## Exercise instructions:
1. Please reproduce the part of the cash flow passage starting at "Cash interest paid" and ending at "million for the nine months ended September 30, 2021.".
2. List every dollar amount that appears in the cash flow passage.

## Quoted text:
........

Net cash provided by financing activities was $16.9 million during the nine months ended September 30, 2021 and $227.4 million was provided during the nine months ended September 30, 2020. The variance was principally due to higher borrowings under the ABL Facility in the prior year and the impact of the debt refinancing transactions as discussed in Note 15, Current and Long-Term Obligations of Item 1, “Condensed Consolidated Financial Statements (Unaudited)” in this Quarterly Report on Form 10-Q, as of September 30, 2021.
Cash interest paid of $56.7 million as disclosed in the Condensed Consolidated Statements of Cash Flows provides the amount of cash paid in relation to GAAP interest expense for the nine months ended September 30, 2021. In addition, cash payments made in relation to contractual coupon interest amounts included in the carrying value of the debt accounted for as a troubled debt restructuring were $17.6 million for the nine months ended September 30, 2021.
Critical Accounting Estimates
The preparation of financial statements in conformity with accounting principles generally accepted in the United States of America requires the appropriate application of certain accounting policies, many of which require estimates and assumptions about future events and their impact on amounts reported in the financial statements and related notes. Since future events and their impact cannot be determined with certainty, the actual results will inevitably differ from our estimates. Such differences could be material to the condensed consolidated financial statements included herein.

........

## Source material:
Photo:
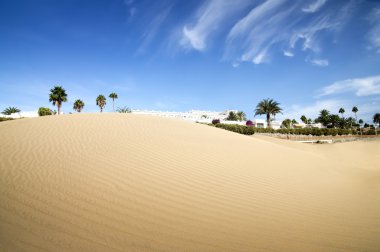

........

## Exercise solutions:
1.
Cash interest paid of $56.7 million as disclosed in the Condensed Consolidated Statements of Cash Flows provides the amount of cash paid in relation to GAAP interest expense for the nine months ended September 30, 2021. In addition, cash payments made in relation to contractual coupon interest amounts included in the carrying value of the debt accounted for as a troubled debt restructuring were $17.6 million for the nine months ended September 30, 2021.

2.
$16.9 million
$227.4 million
$56.7 million
$17.6 million